## PAGE EXCERPT
Eric Thurm makes a great point at Wired:
The Man in the High Castle is at its best in the moments when the stakes are lowest, when citizens of the German and Japanese states that have taken over the world simply go about their daily lives. Passing a medical facility, resistance fighter and Nazi double agent Joe Blake (Luke Kleintank) encounters what he thinks is a snow flurry but turns out to be flakes of human ash spewed out by a nearby crematorium. An older cop who explains the phenomenon to him wonders aloud why he ever fought against the Reich in the first place; what good did it do? In another scene, SS officer Smith lives in a near-parody of a suburban neighborhood straight out of the American mid-century idyl. Everyone on his street says “Heil Hitler!” with the same cheer we might say “Good morning,” and in their mouths the phrase transforms into a friendly banality.
What makes these moments pop is the way they function to create a believable, mostly-immersive world that’s just slightly off. Nearly everything about The Man in the High Castle—solemn conspiracies, good-looking people running around looking for answers, law enforcement officers yelling at their subordinates—has been done to death on TV. The thing that hasn’t? A fully-constructed 3D edifice of what it would look like if the Nazis had won World War II. It’s a remarkable, if remarkably squandered, feat of world-building.
A curious explanation: too much emphasis on the characters…
That’s partially because TV tends to focus on its characters more than their surroundings. The best series—like, say, You’re the Worst—do both, but too often they simply immerse viewers in a world that’s like ours. Sensibilities might change, but never surroundings. It’s the kind of strangeness manifested in The Man in the High Castle’s perfectly pleasant Nazi neighborhood that has yet to fully be defined in the current prestige-TV landscape. Even shows with potentially rich genre settings, like the faux-Star Trek world of Yahoo’s dearly departed Other Space, often favor their characters over their milieu—it’s a narrative myopia that’s to the detriment of shows’ worlds.
I guess that Twin Peaks was a perfect example of doing world-building right. That show never missed the forest because of the trees, quite literally.

## RECORD SET
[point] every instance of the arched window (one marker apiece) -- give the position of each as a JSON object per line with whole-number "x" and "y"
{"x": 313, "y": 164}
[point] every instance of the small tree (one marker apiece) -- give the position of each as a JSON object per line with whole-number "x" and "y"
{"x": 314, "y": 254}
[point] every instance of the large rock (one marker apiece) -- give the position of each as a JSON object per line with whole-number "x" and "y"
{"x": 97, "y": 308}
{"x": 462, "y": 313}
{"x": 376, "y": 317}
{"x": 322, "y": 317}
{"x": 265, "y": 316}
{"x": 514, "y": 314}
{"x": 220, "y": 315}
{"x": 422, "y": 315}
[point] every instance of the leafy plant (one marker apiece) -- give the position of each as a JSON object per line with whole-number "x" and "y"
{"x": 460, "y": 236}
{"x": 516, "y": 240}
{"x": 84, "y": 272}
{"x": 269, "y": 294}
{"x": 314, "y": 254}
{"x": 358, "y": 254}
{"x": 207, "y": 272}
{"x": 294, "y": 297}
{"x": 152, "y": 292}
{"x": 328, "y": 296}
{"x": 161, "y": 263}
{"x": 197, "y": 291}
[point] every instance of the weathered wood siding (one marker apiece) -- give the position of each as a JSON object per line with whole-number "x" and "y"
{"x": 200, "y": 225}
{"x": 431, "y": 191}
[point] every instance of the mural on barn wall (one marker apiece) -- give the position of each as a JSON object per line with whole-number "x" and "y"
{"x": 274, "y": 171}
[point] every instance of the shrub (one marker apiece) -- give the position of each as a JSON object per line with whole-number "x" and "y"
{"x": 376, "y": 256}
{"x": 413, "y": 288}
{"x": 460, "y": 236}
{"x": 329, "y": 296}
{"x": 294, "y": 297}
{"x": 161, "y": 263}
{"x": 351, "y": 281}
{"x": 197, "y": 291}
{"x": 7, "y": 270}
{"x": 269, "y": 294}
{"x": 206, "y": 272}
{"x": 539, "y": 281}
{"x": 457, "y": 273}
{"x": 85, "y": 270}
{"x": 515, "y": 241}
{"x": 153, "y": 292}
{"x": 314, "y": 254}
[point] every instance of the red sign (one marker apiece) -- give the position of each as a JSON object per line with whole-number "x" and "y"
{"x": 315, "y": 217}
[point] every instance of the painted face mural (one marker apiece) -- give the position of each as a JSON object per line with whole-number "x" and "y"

## WHAT IS BEING ASKED
In the post about The Man in the High Castle, what does Joe Blake at first think the flakes of human ash are? The entries play no part in what follows.

## FINAL ANSWER
A snow flurry.